THE PROBLEM —
Starting at the line containing "for the white" and ending after the line containing "312,0,445,155", rewrite those entries with "parked car" changed to "parked vehicle" and everything else left intact.

Rows from a box-labeling dataset:

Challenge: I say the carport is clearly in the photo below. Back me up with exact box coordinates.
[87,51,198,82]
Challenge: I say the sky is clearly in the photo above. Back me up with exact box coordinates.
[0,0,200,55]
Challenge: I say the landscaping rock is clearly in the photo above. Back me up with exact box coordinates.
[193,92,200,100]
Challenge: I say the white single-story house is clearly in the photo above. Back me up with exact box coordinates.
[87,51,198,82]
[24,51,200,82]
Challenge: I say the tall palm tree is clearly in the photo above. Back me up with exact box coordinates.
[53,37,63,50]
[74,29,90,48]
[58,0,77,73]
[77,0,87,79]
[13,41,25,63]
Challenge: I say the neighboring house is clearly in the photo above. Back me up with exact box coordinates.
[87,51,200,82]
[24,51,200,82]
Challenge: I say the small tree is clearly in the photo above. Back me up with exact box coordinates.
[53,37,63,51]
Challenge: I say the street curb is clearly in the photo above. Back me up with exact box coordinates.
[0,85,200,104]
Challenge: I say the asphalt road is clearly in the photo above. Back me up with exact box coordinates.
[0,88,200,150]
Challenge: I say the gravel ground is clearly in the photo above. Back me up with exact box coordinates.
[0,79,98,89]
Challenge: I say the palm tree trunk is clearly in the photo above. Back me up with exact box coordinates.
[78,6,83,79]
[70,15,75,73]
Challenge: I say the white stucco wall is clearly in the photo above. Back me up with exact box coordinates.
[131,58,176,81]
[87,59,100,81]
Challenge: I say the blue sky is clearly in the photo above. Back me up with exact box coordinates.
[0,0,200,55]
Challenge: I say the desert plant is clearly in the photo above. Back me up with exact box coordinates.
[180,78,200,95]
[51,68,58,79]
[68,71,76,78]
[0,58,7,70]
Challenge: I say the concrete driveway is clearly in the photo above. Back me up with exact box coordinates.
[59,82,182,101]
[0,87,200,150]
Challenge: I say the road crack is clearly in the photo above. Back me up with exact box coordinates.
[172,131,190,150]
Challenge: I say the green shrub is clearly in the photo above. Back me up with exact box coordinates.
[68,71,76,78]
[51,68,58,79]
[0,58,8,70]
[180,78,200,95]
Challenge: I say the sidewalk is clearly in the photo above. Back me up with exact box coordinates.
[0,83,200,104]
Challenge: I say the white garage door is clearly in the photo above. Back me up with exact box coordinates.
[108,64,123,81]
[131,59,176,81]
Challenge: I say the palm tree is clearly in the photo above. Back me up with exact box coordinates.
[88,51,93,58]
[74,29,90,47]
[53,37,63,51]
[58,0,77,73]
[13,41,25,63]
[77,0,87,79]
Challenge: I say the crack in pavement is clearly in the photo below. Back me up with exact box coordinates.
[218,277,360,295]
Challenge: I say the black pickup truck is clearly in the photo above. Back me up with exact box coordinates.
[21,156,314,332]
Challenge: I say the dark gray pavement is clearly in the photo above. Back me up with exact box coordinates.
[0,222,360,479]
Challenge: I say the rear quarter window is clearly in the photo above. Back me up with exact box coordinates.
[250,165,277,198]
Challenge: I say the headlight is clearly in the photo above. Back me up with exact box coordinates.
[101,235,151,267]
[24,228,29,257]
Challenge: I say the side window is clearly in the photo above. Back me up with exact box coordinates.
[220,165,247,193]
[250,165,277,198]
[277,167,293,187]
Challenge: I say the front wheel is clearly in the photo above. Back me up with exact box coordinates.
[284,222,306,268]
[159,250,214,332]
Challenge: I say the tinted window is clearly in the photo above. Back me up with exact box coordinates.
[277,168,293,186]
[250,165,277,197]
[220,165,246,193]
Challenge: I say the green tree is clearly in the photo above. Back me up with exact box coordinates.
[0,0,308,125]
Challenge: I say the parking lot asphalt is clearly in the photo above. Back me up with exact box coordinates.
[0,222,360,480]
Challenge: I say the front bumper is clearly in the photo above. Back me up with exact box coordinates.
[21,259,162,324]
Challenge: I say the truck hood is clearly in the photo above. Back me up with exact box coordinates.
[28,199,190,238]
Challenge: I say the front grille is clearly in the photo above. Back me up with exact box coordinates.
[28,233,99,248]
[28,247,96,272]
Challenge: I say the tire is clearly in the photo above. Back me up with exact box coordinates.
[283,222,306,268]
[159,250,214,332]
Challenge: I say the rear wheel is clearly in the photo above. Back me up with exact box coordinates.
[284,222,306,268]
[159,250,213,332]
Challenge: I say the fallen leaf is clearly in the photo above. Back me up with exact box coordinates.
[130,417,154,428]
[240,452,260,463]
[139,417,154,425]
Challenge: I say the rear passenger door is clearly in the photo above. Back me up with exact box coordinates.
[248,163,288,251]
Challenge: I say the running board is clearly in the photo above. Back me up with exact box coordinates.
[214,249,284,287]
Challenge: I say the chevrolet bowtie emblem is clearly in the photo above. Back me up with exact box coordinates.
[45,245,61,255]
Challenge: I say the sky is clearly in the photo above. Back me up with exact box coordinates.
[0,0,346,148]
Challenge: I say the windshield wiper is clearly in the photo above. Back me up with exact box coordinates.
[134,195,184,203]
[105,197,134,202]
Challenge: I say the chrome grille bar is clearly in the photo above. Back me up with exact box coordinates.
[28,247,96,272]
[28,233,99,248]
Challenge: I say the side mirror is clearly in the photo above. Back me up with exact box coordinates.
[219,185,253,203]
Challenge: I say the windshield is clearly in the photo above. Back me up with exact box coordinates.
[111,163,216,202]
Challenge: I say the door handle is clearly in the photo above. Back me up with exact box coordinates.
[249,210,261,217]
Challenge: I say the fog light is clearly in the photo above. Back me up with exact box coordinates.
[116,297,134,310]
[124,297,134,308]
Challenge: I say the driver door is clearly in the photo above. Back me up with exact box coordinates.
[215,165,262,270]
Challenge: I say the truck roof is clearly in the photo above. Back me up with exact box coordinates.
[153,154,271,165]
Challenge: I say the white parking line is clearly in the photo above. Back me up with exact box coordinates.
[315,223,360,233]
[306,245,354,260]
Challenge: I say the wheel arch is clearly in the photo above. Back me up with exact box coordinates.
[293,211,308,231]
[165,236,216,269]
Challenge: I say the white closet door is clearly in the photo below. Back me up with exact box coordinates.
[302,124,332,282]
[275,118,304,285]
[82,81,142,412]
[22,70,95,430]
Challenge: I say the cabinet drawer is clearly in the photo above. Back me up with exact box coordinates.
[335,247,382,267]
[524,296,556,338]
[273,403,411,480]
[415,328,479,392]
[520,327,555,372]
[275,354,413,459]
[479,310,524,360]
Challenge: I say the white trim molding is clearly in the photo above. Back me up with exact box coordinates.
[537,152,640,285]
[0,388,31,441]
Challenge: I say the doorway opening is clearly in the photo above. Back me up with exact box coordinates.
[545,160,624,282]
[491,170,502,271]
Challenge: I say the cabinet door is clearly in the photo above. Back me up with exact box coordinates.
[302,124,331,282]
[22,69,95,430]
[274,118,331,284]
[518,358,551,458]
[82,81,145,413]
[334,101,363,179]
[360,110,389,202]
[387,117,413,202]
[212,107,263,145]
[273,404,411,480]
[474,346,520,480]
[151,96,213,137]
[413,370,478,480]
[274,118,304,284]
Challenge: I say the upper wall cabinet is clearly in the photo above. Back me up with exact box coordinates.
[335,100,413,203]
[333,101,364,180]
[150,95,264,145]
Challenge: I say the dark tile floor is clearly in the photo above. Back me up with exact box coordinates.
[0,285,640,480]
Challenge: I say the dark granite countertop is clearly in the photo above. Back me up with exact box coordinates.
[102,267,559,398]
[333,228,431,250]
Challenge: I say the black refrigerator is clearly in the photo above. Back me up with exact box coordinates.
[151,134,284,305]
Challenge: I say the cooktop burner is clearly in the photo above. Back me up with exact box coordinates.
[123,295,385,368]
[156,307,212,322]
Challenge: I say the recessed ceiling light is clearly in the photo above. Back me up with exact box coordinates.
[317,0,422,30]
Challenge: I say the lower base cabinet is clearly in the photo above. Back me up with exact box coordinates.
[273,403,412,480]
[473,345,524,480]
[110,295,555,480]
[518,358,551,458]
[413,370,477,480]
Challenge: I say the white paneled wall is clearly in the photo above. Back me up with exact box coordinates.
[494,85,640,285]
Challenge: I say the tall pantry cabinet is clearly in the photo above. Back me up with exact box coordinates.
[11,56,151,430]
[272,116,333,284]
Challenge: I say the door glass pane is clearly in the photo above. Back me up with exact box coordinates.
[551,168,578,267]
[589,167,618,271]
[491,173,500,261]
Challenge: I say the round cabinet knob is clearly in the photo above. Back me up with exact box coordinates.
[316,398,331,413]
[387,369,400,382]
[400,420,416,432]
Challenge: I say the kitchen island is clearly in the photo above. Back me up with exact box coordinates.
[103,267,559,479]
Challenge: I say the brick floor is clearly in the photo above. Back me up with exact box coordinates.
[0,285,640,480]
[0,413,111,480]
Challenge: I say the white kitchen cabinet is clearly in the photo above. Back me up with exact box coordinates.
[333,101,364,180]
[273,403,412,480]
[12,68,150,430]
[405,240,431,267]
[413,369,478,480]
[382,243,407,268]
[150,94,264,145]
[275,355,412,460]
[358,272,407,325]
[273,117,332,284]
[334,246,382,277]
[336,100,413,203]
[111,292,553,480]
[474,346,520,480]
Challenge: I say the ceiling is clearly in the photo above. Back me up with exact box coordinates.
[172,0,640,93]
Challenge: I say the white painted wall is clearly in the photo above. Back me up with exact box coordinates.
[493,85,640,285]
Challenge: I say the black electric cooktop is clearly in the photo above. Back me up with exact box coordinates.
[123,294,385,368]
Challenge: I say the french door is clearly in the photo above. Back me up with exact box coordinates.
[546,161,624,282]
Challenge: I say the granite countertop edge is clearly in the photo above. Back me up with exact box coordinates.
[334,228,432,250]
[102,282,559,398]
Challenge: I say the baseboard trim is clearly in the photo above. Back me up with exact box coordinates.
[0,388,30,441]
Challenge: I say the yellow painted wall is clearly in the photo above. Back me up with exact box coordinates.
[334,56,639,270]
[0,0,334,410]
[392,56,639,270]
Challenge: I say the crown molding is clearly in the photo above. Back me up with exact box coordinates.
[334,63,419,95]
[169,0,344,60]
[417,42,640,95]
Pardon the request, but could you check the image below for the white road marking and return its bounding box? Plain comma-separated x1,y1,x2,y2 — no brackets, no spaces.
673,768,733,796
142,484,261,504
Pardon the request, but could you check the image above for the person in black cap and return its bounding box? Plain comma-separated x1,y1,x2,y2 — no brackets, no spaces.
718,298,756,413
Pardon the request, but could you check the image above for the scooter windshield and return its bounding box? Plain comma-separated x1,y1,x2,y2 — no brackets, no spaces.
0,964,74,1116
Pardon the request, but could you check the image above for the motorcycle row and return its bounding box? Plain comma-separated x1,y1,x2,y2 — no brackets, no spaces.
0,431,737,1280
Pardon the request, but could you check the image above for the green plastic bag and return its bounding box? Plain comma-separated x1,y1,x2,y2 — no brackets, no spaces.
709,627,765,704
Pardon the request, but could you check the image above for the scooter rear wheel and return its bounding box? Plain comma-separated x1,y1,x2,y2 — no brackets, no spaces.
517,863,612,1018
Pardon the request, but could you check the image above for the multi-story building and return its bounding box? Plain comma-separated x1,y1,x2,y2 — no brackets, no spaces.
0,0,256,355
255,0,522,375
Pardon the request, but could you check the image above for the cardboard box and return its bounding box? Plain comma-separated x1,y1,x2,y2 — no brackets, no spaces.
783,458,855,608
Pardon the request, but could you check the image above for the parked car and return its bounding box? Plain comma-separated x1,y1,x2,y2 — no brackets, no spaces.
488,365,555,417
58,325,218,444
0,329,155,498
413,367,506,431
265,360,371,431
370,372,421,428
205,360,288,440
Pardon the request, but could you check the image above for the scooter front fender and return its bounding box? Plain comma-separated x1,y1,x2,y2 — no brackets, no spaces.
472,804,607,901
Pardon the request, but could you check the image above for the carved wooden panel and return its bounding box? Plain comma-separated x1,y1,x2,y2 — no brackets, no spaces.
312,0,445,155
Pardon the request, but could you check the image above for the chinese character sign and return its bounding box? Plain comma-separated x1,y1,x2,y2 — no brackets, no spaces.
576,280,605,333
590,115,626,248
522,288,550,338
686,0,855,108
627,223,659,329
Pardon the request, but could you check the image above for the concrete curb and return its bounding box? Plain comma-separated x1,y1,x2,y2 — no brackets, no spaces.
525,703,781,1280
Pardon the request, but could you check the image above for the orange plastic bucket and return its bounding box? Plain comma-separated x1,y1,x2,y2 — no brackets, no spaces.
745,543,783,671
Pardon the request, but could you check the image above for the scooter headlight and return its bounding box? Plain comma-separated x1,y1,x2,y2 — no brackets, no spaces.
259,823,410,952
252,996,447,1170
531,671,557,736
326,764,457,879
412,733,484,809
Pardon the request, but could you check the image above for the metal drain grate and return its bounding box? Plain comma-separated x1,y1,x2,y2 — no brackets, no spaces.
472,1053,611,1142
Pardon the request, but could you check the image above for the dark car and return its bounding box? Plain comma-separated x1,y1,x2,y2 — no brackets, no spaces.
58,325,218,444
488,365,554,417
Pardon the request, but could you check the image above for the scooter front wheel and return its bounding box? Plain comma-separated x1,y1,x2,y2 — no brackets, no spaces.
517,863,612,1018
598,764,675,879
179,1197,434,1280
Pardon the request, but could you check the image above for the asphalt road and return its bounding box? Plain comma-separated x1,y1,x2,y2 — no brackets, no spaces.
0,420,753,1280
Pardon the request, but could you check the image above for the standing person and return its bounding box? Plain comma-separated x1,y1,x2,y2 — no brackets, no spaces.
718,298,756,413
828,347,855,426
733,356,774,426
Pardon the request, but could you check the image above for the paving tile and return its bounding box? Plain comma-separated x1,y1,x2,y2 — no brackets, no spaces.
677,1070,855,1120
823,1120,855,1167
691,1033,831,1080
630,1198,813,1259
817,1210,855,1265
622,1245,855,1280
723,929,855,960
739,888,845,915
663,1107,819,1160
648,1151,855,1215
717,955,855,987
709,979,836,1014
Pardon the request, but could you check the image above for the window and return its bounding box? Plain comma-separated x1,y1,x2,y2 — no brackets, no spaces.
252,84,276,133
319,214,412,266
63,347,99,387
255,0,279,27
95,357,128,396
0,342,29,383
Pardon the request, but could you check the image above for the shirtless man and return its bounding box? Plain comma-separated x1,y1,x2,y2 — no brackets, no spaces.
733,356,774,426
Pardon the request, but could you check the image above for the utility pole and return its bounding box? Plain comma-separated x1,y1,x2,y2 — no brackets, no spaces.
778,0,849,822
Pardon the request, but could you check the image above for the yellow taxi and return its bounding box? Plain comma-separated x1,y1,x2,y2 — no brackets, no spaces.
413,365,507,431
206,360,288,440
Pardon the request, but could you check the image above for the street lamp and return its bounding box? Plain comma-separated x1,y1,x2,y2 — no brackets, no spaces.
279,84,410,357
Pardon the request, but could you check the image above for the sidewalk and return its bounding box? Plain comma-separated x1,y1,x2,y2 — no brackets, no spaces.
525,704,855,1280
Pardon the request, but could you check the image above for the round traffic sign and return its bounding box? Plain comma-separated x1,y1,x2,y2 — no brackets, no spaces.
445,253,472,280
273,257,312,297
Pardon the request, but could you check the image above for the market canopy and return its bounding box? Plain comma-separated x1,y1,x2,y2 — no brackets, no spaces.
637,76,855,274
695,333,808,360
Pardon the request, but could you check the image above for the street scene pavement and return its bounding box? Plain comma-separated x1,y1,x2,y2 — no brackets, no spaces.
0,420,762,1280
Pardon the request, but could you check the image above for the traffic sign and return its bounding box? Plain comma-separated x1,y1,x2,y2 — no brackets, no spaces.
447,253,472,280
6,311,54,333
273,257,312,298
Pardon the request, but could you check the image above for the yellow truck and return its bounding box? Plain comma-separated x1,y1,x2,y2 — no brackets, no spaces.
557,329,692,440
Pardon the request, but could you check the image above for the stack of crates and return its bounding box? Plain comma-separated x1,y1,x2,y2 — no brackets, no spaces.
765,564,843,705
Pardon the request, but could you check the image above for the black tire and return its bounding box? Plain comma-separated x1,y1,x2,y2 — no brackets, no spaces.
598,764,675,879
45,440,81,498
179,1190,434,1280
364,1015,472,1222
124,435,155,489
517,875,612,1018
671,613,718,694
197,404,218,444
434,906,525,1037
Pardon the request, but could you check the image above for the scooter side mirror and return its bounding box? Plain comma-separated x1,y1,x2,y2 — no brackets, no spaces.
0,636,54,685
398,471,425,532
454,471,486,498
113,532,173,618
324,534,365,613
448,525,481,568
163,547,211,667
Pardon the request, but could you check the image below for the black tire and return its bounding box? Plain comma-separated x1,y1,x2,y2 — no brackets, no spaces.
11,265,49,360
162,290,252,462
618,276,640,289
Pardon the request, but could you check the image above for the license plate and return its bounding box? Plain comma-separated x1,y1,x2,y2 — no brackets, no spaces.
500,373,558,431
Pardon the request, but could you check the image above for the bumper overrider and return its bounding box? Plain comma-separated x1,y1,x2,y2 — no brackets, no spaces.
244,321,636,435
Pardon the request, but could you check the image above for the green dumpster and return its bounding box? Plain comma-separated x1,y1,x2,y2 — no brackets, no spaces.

EXPECTED ANSWER —
Pardon the request, but could you check the image below for the white road marking and return its bounding box? Plain comma-separated x1,y1,x2,y2 — no brackets, no spaces.
673,768,733,796
142,484,261,504
Pardon the request, but could you check the image above for the person in black cap and return its bounding box? Plain comma-separated x1,y1,x2,y2 — no brackets, no spaces.
718,298,756,413
Pardon the request, but could you check the image above for the scooter windshield and return its bounding box? Plain comma-separated x1,y1,x2,y2 — no brackets, no spaces.
0,964,74,1116
Pardon the request, but could you check the image above for the motorcycle row and return its bounding box? Plain comma-separated x1,y1,x2,y2 — no brackets, no spaces.
0,431,737,1280
Pardon the request, but could you check the image above for the green plastic bag and return its bounding box? Plain comma-separated x1,y1,x2,y2 — no brackets, no spaces.
709,627,765,704
Pardon the request, but could you check the image above for the scooter rear wheel and return its bounding box? Plain comma-separated x1,y1,x2,y2 — no brackets, no spaces.
517,863,612,1018
Pardon the request, but could you check the image above for the multi-story building and return its bounding box? Plain comma-separated x1,y1,x2,y2 — no brackets, no spaces.
0,0,256,355
255,0,522,375
Pardon the request, but could you check the image above for the cardboard box and return its bounding box? Plain comma-separated x1,y1,x2,y2 — no brackets, no spaces.
783,458,855,608
Pardon the request, but could you check the image above for the parked vehicle and return its bounding box? Plain comma-separated x1,y1,x2,y2 — no brackets, no spaces.
488,365,555,417
58,325,218,444
0,329,155,498
413,367,506,431
265,360,371,431
370,372,421,428
205,360,288,440
Pardon the request, but could you check the image above for the scooter front fender and return its bounding box? Plain comma-separated x1,y1,x2,y2 — no brackets, no spaces.
472,804,607,901
Pardon the request, but could you check the image above for the carved wooden panel and return its bounding box? Plain comma-separated x1,y1,x2,y2 — no brackets, no spaces.
312,0,445,155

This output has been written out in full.